Raise pay to bring down corruption
Zhang Qingzhao, who featured on an Interpol list of China's 100 most-wanted fugitives was repatriated from the Caribbean state of Saint Vincent and the Grenadines on Feb 6, 2016. [Photo/Xinhua] |
Corruption and the abuse of public office for private gain are like a parasitic disease. The parasite lives off its host, often weakening it and sometimes killing it. Corruption invariably weakens societies, sometimes so much so that the society succumbs. It is no wonder that President Xi Jinping has made fighting corruption to catch both “tigers and flies” one of his signature campaigns on a par with the Belt and Road Initiative and achieving the Chinese Dream."
Virtually no nation is immune from corruption. Imperial China, with its long history, was certainly no stranger to it. You could argue that corruption is finally what did in imperial China in the early 20th century.
New China has had its share of corruption as well. New leaders did conduct anti-corruption drives but you can say looking back that these short-term efforts were more symbolic than serious.
Experts expected that the current anti-corruption drive would be another flash-in-the-pan inconclusive symbolic effort. Of course, it's been anything but five years on continuing to net tigers and flies with no sign of abating.

--------

USING THE INFORMATION ::
1: In the corruption article, from which country was Zhang Qingzhao repatriated?
2: Say whether each statement agrees with the corruption article. Answer yes or no, and quote the words of the article that decide it: (a) Virtually every nation is exposed to corruption. (b) Experts expected the current anti-corruption drive to be a lasting, serious effort. (c) Corruption is likened to a parasitic disease.
3: Rewrite the paragraph of the corruption article that begins "Corruption and the abuse of public office" as a short list that keeps its main facts.
Answer using only the corruption article.

DATASET EXCERPTS ::

--------

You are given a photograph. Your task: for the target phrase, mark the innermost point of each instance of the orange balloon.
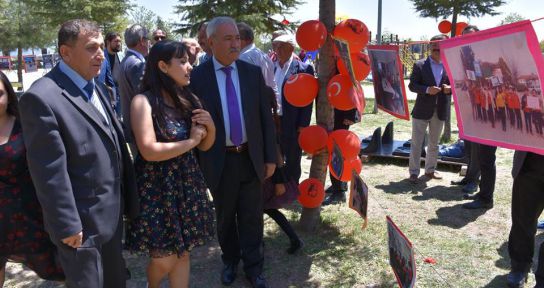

--------

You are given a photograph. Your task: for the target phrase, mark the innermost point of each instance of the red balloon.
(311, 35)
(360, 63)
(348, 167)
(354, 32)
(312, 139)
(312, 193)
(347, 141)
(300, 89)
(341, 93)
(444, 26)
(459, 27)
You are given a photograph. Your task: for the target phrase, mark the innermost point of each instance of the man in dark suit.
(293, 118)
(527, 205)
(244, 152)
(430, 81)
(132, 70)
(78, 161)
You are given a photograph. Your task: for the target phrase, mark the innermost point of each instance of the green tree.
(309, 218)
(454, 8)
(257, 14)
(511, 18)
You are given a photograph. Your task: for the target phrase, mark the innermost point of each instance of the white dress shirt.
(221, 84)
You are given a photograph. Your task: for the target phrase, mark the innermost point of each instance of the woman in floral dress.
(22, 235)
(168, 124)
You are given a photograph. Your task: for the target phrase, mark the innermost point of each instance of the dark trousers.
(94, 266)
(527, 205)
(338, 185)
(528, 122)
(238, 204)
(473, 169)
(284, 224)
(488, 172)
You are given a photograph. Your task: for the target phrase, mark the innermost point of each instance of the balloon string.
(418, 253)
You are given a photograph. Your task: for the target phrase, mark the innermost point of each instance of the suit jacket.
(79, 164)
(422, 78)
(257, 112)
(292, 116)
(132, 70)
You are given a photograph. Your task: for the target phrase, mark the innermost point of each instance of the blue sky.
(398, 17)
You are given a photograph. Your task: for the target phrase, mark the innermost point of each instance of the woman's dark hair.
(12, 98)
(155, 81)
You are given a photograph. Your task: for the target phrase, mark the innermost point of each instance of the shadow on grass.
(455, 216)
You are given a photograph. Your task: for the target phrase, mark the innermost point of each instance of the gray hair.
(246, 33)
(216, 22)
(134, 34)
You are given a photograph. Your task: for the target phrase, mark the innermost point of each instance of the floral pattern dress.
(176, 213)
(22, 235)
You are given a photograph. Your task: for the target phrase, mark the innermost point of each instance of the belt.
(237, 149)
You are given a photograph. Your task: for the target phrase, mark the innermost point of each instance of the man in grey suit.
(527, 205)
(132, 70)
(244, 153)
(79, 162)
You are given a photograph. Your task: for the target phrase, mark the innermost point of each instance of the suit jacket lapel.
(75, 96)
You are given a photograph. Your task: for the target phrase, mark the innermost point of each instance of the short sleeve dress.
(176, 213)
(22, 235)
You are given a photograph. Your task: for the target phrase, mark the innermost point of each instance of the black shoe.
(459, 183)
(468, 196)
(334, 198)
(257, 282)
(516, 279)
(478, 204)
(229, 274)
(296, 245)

--------

RESPONSES FOR EACH TASK ::
1: Saint Vincent and the Grenadines.

2:
(a) Yes: "Virtually no nation is immune from corruption."
(b) No: "Experts expected that the current anti-corruption drive would be another flash-in-the-pan inconclusive symbolic effort."
(c) Yes: "Corruption and the abuse of public office for private gain are like a parasitic disease."

3:
- Corruption, the abuse of public office for private gain, is like a parasitic disease.
- A parasite lives off its host, often weakening and sometimes killing it.
- Corruption always weakens societies, and some societies succumb to it.
- President Xi Jinping has made fighting corruption to catch both "tigers and flies" one of his signature campaigns.
- The campaign is on a par with the Belt and Road Initiative and achieving the Chinese Dream.